_Passage given_
SVAR, here, I am being deliberately somewaht indistinct, as in Sanskrit, the Svar which means ‘voice’ or ‘music’, is subtly different to the Svar which means ‘Sun’, ‘Water’, ‘Light’ .. and underpins also “Heaven” – Svar, although also in a more ‘defined’ sense, Svarga-Loka, Svarna , and so forth. Svaraj, Rule by Heaven …
Anyway, the point here is that ‘voice’ and ‘music’ as a cosmological, cosmogonical principle – the unfolding unfurling of creation in a manner not entirely unakin to Tolkien’s writing of same in the Silmarillion … well, that precedes forth from Shiva & Shakti. And also expresses Itself as Light, as Sound, coruscating and resounding through the Heavens.
But, you see, there are also those ‘deeper meanings’. ‘deepa meanings’ [another pun – deepa is a devotional lamp, illumination]
As without the unfolding and on-running process of ‘time’, the Universe cannot exist, except ‘statically’.
But also on that other level … “Death” is necessary in order to protect, uphold, and safeguard Creation.
That is another of those mythological references – the assumption of Kali, the Destroyer Form by the Goddess, in order to protect the Heavens from Demonic onslaught.
You see, part of my purpose in writing this , is to focus the mind and remind us of our duty.
So, the pious action in the first line, is the acknowledgement of Ratri, but also the lighting and keeping of the Sacred Flames – the Conduit up to the Divine.
The pious action in the second line, well, it is the acknowledgement of Death, and where necessary the bringing of it about [c.f , in a slightly different sense, the elements from Chapter 10 of the Bhagavad Gita , around .. well .. you can look taht one up 😉 ]
but also, the utilization of our Voices, our ‘Music’ to constantly re-immanentize here in this universe, the Sacred, the Holy, the Pious; keep attention also focused up, and that is what we are protecting.

_Description of the task_
Answer these questions from the passage on Svar:
(a) What does the passage say "deepa" is?
(b) What form does the Goddess take to protect the Heavens from Demonic onslaught?
(c) What is the pious action in the first line said to be?

_Material provided_
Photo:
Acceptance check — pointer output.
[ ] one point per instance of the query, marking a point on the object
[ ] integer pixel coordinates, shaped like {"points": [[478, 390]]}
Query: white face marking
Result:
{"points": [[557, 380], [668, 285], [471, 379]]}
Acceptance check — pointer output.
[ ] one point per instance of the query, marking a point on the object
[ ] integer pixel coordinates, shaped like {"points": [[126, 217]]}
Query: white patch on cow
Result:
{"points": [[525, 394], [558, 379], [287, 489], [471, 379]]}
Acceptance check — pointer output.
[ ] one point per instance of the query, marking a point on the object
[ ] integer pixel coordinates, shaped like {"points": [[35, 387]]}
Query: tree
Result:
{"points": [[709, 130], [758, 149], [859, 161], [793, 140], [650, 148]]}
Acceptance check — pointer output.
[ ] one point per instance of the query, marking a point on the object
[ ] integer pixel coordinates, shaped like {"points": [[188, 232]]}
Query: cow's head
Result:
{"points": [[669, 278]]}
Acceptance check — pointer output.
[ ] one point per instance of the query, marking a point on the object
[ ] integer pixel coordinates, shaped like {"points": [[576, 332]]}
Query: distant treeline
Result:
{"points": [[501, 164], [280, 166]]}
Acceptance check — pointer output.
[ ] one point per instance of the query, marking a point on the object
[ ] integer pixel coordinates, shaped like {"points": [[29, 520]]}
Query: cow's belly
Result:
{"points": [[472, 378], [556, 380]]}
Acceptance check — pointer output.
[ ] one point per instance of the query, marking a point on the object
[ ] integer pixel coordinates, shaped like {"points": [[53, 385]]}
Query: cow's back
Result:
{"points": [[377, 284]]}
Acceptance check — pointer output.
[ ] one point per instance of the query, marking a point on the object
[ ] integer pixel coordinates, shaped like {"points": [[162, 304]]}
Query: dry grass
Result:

_Result of this exercise_
(a) A devotional lamp, illumination.
(b) Kali, the Destroyer Form.
(c) The acknowledgement of Ratri, and also the lighting and keeping of the Sacred Flames, the Conduit up to the Divine.